* RECORDED DATA *
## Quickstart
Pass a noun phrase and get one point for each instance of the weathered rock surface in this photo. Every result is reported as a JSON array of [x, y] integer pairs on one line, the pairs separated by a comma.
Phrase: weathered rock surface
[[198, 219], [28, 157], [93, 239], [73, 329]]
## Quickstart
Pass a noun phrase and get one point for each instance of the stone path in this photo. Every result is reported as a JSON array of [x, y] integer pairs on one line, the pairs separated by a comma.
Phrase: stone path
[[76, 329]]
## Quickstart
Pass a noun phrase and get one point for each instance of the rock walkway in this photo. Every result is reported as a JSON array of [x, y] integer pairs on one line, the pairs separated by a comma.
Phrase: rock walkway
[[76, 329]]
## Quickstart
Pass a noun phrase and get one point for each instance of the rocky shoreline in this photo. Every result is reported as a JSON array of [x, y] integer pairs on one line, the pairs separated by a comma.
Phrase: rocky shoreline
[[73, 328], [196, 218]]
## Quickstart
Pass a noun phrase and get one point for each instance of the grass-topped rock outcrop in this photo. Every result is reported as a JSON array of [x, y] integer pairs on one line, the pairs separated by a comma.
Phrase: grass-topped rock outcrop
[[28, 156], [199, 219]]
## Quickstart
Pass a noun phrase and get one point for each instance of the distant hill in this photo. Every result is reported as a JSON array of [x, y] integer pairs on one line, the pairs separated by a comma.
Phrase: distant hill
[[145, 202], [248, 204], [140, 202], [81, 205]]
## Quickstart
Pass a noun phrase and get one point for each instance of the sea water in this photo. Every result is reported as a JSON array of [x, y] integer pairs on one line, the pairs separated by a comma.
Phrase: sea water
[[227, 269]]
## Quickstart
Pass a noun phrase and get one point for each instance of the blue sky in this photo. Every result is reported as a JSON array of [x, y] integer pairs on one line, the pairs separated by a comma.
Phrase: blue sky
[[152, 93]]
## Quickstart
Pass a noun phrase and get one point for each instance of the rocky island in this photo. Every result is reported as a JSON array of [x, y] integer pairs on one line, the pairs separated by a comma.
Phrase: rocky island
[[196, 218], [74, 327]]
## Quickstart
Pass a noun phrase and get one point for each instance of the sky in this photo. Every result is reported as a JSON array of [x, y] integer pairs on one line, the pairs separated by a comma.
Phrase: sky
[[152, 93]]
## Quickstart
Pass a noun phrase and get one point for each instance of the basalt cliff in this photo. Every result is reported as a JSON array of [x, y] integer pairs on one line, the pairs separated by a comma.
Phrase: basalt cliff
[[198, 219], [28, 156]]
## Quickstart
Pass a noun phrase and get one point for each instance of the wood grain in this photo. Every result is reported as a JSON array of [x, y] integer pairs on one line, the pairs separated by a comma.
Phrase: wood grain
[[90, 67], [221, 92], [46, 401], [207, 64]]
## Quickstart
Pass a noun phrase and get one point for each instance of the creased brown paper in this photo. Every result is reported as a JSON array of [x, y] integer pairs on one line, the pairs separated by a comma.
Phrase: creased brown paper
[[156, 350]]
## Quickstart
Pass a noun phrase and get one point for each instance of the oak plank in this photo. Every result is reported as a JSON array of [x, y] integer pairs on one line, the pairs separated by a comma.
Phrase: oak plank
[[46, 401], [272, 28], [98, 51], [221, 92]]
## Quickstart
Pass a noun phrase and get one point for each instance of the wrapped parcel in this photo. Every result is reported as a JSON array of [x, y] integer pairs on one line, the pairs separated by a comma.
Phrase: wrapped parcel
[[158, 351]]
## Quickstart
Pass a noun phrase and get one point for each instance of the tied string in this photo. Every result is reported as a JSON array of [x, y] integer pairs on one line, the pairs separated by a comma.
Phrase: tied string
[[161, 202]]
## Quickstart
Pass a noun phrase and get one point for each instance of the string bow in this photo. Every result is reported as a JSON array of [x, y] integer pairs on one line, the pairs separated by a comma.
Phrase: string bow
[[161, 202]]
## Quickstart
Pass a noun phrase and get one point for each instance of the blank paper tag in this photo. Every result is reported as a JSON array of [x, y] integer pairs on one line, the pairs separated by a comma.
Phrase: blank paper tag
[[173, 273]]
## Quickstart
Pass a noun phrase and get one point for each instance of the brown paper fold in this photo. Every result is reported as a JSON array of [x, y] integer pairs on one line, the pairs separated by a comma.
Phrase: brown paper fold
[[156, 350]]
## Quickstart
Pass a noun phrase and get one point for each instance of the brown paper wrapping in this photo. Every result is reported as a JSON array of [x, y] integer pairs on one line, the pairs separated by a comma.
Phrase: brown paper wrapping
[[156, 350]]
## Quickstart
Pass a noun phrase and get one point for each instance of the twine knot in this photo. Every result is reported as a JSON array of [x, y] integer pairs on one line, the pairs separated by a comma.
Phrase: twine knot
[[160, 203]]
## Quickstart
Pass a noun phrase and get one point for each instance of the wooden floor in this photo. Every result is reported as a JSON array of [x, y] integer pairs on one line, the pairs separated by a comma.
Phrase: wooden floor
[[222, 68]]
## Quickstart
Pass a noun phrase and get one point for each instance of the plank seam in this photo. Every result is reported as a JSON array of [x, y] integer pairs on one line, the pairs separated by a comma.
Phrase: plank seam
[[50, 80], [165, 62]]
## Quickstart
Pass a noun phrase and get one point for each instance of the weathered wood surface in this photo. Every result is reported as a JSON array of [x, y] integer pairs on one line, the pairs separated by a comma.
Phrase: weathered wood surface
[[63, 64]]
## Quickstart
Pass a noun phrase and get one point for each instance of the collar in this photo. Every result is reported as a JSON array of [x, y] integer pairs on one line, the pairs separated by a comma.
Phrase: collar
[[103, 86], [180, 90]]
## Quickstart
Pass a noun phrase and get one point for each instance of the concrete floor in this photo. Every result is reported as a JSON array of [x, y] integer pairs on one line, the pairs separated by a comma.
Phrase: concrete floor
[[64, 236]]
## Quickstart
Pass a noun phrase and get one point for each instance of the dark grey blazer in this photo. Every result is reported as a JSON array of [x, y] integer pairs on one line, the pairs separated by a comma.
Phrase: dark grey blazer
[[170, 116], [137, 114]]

* WHAT TO WORK ON *
Repeat the entries exactly, all of them.

* OUTPUT OF THE EXERCISE *
## Quickstart
Pass a noun phrase and get one point for each instance of the weathered rock surface in this photo. Every result is reported as a JSON array of [x, y] integer pairs on one line, the pairs separated by a comma.
Phrase: weathered rock surface
[[198, 219], [28, 157], [93, 239], [73, 329]]
## Quickstart
Pass a noun phrase and get one point for each instance of the stone path in this photo. Every result is reported as a JSON array of [x, y] integer pairs on one line, the pairs separated by a comma.
Phrase: stone path
[[76, 329]]
## Quickstart
Pass a noun phrase and get one point for each instance of the rock walkway in this photo. Every result is reported as a JSON array of [x, y] integer pairs on one line, the pairs separated by a comma.
Phrase: rock walkway
[[76, 329]]
## Quickstart
Pass a noun phrase and get one point for each instance of the rocky shoreline in this photo. Every result is reported as a JSON array of [x, y] integer pairs on one line, the pairs separated by a comma.
Phrase: rocky shoreline
[[73, 328], [196, 218]]
## Quickstart
Pass a noun phrase and get one point for each instance of the grass-topped rock outcrop in this photo. Every result is reported as a JSON array of [x, y] integer pairs on one line, the pairs separated by a comma.
Phrase: grass-topped rock outcrop
[[28, 156], [199, 219]]
## Quickstart
Pass a noun phrase and get one point for each instance of the distant hill in this photo. Every result is reported as a JSON array of [x, y] integer pairs on one line, the pairs separated by a comma.
Phrase: distant hill
[[145, 202], [248, 204], [140, 202], [81, 205]]
## Quickstart
Pass a noun phrase and get one point for each instance of the sea water in this photo. Every result is reported as a JSON array of [x, y] integer pairs on one line, the pairs separated by a comma.
Phrase: sea water
[[227, 269]]
## Quickstart
Pass a noun phrase and get one point for each instance of the blue sky in this photo. Every result is reported as a JSON array of [x, y] integer pairs on one line, the pairs separated by a comma.
Phrase: blue sky
[[152, 93]]
## Quickstart
Pass a noun phrase and get one point for each instance of the rocky island in this photo. Every result is reported as a JSON array of [x, y] integer pairs on one line, the pairs separated by a comma.
Phrase: rocky island
[[196, 218], [74, 327]]
## Quickstart
Pass a noun phrase and get one point for each instance of the sky in this photo. Every result is reported as a JSON array of [x, y] integer pairs on one line, the pairs separated by a comma.
Phrase: sky
[[152, 93]]
## Quickstart
Pass a noun phrase and get one point for each instance of the basalt cliff in this photo. Every result is reported as a JSON array of [x, y] integer pairs on one line, the pairs separated by a comma.
Phrase: basalt cliff
[[198, 219], [28, 156]]
## Quickstart
Pass a noun phrase and get one point for each instance of the wood grain in this photo. Every result is reported as a JSON array of [x, y] integer pairs on one line, the pairs separated by a comma.
Phrase: wood grain
[[90, 67], [221, 92], [46, 401], [207, 64]]
## Quickstart
Pass a noun phrase and get one point for each instance of the creased brown paper in this photo. Every result is reported as a JSON array of [x, y] integer pairs on one line, the pairs separated by a comma.
Phrase: creased brown paper
[[156, 350]]
## Quickstart
Pass a noun phrase and get one point for each instance of the oak plank in this photo. Every result is reported as a JSON array of [x, y] integer pairs on one line, the pairs separated by a comma.
Phrase: oak plank
[[46, 401], [272, 28], [98, 51], [221, 92]]
## Quickstart
Pass a noun phrase and get one point for each instance of the wrapped parcel in this photo. Every result is reported as a JSON array of [x, y] integer pairs on one line, the pairs separated by a comma.
Phrase: wrapped parcel
[[158, 351]]
## Quickstart
Pass a noun phrase and get one point for each instance of the tied string in this photo. Every result is reported as a JSON array of [x, y] integer pairs on one line, the pairs separated by a comma.
Phrase: tied string
[[161, 202]]
## Quickstart
Pass a noun phrase and get one point for each instance of the string bow in this photo. Every result is reported as a JSON array of [x, y] integer pairs on one line, the pairs separated by a comma.
Phrase: string bow
[[161, 202]]
## Quickstart
Pass a noun phrase and get one point for each instance of the blank paper tag in this photo. Every result is reported as a JSON array of [x, y] integer pairs on one line, the pairs separated by a comma.
Phrase: blank paper tag
[[173, 273]]
## Quickstart
Pass a noun phrase and get one point for each instance of the brown paper fold in this photo. Every result is reported as a JSON array of [x, y] integer pairs on one line, the pairs separated by a comma.
Phrase: brown paper fold
[[156, 350]]
## Quickstart
Pass a noun phrase and get one point for each instance of the brown paper wrapping in this photo. Every result is reported as a JSON array of [x, y] integer pairs on one line, the pairs separated by a comma.
Phrase: brown paper wrapping
[[156, 350]]
## Quickstart
Pass a noun phrase and get one point for each instance of the twine knot in this photo. Every result is reported as a JSON array of [x, y] integer pairs on one line, the pairs separated by a comma.
Phrase: twine knot
[[160, 203]]
## Quickstart
Pass a noun phrase and get one point for each instance of the wooden floor in this photo. Every result is reported as a JSON array of [x, y] integer pairs on one line, the pairs separated by a comma.
Phrase: wooden floor
[[222, 68]]
## Quickstart
Pass a noun phrase and get one point for each instance of the plank seam in this photo. Every result is reported as a JSON array of [x, y] integer pairs on one line, the pairs separated by a comma.
Phrase: plank seam
[[50, 80], [165, 62]]
## Quickstart
Pass a noun phrase and get one point for each instance of the weathered wood surface in this photo. Every result is reported as a JSON array of [x, y] integer pairs on one line, the pairs separated by a comma.
Phrase: weathered wood surface
[[63, 64]]
## Quickstart
Pass a noun phrase and get one point for each instance of the collar in this photo. Every result is reported as a JSON array of [x, y] integer pairs on one line, the pairs separated by a comma.
Phrase: collar
[[103, 86], [180, 90]]
## Quickstart
Pass a noun phrase and get one point for each instance of the concrete floor in this photo. Every result is reported as a JSON array of [x, y] integer pairs on one line, the pairs separated by a comma.
Phrase: concrete floor
[[64, 236]]
## Quickstart
Pass a noun phrase and get one point for each instance of the dark grey blazer in this photo. Every result is reported as a JSON array of [x, y] integer pairs on one line, the pairs separated by a comma.
Phrase: dark grey blazer
[[170, 116], [137, 114]]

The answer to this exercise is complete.